▶ _STATED PROBLEM 1_: Name every film that the speaker in the interview below mentions by title.
------ SOURCE EXTRACT ------
Q. You were quite a Romeo.

A. Well, I don't know about that, but the fact is I guess I played the part.

Q. Why so many marriages?

A. A lot of people in Hollywood have a lot of marriages. It's nothing to be proud of; we'd all like to be married for the first and only time. Now I've been married for 30 years. Today it's something strange when you stop to think about it. ... And I don't want to mention any names, but God, everything you hear is, "They went together for two weeks, had a honeymoon, split up, and then they got divorced." I mean things are so silly.

Q. Do you think getting all that attention at a young age is damaging?

A. No, I don't think so. You do what God intended you to do, and we all have a part to play -- you, too, and everybody else.

Q. Would you characterize yourself as ambitious?

A. I think it's a good quality in life for everybody to be ambitious, and a lot of people aren't. Well I got news for you, my folks, as you know, were in vaudeville and burlesque. I grew up in show business, and that's continued. My wife, Jan, loves show business too. She was a singer before I met her. We made three pictures together. I never considered anything else. We love it. We actually have a star on Hollywood Boulevard together for live entertainment. It's in front of the Kodak Theater. It's the first time that has ever been done. It happened last April.

Q. So how many stars do you have?

A. Four stars, including one with my wife.

Q. Do you think there will be a surge of spiritualism with the Pope's death?

A. Oh, I think it is a very sorrowful thing, but I also think we have to remember we have other religions. We love everybody, and we want everybody in the world to get along. I am a veteran of foreign wars. I was in the Second World War, and I was decorated. Now I belong to VFW Post 48. I have the Bronze Star. I was at the White House and met Franklin Roosevelt. We are very proud of our troops and proud of our country. I think everybody should stop and tell their children how proud they are of our country too.

Q. How many presidents have you met?

A. Oh, I think about six.

Q. Has your measure of success changed over the years?

A. No. I just think that it's important if you are in show business for people to be nice to you and remember you and ask you different questions. Everybody who's in show business has fun. I made two pictures, "Military Policeman" and "Off Limits," with my friend Bob Hope, and I mean we had fun together. Then, of course, I did "Requiem for a Heavyweight" [airing Thursday at 6:30 p.m. on Turner Classic Movies] with Anthony Quinn and Jackie Gleason. There was "The Black Stallion" and, of course, "Boys Town," where I am the mayor for life.

Q. How do you think you will be remembered?

A. Well, I don't think one ever knows. I think you just do the best with the life God gave you.
------ MATERIAL ------
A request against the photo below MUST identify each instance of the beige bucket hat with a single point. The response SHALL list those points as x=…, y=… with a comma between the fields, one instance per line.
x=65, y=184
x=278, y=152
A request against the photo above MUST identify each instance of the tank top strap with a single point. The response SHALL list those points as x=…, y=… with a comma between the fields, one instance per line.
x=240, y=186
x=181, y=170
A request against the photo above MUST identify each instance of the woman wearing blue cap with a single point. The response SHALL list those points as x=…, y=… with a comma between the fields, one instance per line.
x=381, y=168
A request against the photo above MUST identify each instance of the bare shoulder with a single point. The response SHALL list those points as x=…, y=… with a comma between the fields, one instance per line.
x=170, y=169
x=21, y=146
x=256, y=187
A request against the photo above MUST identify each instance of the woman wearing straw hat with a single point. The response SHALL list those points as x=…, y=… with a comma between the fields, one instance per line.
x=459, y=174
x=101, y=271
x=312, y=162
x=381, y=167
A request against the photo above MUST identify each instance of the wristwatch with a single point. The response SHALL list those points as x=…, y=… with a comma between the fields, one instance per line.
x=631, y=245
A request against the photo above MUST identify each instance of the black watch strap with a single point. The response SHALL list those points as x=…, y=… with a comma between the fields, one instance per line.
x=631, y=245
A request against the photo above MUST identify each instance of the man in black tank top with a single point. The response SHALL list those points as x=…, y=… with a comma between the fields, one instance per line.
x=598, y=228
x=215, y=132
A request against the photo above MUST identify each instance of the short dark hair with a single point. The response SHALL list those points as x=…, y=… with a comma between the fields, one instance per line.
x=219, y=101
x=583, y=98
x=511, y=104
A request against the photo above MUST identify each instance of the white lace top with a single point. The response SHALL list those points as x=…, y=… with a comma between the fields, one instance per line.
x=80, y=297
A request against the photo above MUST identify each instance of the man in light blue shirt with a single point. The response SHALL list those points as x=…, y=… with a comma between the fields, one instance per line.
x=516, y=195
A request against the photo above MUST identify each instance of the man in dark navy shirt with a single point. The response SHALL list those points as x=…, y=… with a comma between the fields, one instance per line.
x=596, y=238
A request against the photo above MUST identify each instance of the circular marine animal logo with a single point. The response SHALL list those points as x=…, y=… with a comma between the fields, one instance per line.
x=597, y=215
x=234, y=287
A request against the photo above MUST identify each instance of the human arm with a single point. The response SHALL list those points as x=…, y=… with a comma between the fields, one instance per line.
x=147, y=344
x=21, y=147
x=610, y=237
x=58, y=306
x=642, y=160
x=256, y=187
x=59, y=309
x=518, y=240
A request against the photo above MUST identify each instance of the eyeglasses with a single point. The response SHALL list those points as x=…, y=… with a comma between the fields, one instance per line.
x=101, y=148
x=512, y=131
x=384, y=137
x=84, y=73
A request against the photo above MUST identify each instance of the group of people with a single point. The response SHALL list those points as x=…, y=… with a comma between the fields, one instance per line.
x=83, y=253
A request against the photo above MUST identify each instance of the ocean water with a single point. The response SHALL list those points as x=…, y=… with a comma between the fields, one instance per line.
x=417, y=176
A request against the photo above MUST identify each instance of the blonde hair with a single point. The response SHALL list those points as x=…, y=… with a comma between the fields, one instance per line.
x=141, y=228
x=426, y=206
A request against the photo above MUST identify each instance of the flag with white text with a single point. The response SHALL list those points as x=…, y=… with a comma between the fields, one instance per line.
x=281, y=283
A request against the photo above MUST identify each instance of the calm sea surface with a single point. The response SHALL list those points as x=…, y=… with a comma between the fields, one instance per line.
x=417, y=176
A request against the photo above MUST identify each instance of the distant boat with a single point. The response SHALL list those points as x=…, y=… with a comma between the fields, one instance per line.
------
▶ _STATED PROBLEM 2_: In the records above, rewrite the lines from the one containing "of the flag" up to and including the one containing "x=281, y=283", requests included. Multiply each coordinate in the answers by 2.05 and round to whole numbers, with halves rounded up.

▶ _WORKED SOLUTION 1_:
"Military Policeman"
"Off Limits"
"Requiem for a Heavyweight"
"The Black Stallion"
"Boys Town"

▶ _WORKED SOLUTION 2_:
A request against the photo above MUST identify each instance of the flag with white text with a single point. The response SHALL list those points as x=…, y=… with a comma between the fields, one instance per line.
x=576, y=580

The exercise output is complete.